BEGIN Data extract

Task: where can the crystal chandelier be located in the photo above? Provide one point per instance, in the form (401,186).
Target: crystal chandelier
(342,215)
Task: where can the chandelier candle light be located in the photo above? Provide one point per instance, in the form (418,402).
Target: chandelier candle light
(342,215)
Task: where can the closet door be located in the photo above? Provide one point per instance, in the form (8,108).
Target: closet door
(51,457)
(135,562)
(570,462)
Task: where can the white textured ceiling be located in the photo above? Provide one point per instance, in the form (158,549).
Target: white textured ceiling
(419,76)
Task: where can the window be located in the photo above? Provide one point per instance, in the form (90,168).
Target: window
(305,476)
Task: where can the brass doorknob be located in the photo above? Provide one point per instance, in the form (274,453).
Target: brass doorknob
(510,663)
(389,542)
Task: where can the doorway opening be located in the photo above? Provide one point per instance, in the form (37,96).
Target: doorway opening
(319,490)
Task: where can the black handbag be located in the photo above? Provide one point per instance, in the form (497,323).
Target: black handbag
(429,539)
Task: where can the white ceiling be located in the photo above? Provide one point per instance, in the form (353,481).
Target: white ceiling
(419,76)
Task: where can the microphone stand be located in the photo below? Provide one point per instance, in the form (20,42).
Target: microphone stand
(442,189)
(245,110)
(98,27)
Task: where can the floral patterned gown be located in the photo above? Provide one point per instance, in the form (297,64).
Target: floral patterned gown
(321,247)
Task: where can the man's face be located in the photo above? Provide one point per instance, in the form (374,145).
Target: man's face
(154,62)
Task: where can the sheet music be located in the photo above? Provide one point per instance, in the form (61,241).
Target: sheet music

END Data extract

Set problem ->
Change every "Target" in the entries above to "Object", and leave everything else unchanged.

Result for this task ->
Task: where can the crystal chandelier be located in the photo above? Provide one point per instance, in the form (401,186).
Object: crystal chandelier
(342,215)
Task: where can the chandelier candle light be located in the photo above? Provide one point per instance, in the form (418,402).
Object: chandelier candle light
(342,215)
Task: where can the closet door be located in the photo above? Provide one point per instance, in the form (8,108).
Object: closet door
(51,457)
(135,562)
(570,462)
Task: where can the white textured ceiling be located in the photo above? Provide one point per instance, in the form (158,549).
Object: white textured ceiling
(419,76)
Task: where can the window be located in the photo above? Provide one point per instance, in the form (90,168).
Object: window
(305,476)
Task: where can the brass doorknob be located in the photo above? Provide one point per instance, in the form (274,453).
Object: brass doorknob
(510,663)
(389,542)
Task: where can the doorway opening be located in the photo above? Provide one point per instance, in the form (37,96).
Object: doorway opening
(319,490)
Task: where can the black handbag be located in the photo above? Provide one point per instance, in the form (497,323).
Object: black handbag
(429,539)
Task: where can the white ceiling be located in the photo above? Provide one point per instance, in the form (353,481).
Object: white ceiling
(419,76)
Task: where can the microphone stand be located in the photo below? Provide one point per instance, in the form (20,42).
Object: microphone stand
(442,189)
(245,110)
(98,27)
Task: where can the floral patterned gown be located in the photo above? Provide one point per instance, in the form (297,64).
Object: floral patterned gown
(321,247)
Task: where can the man's face be located in the photo above? Provide one point per instance, in the form (374,145).
Object: man's face
(154,62)
Task: where can the sheet music be located in the photo above? Provide one point per instance, in the form (61,241).
Object: sheet music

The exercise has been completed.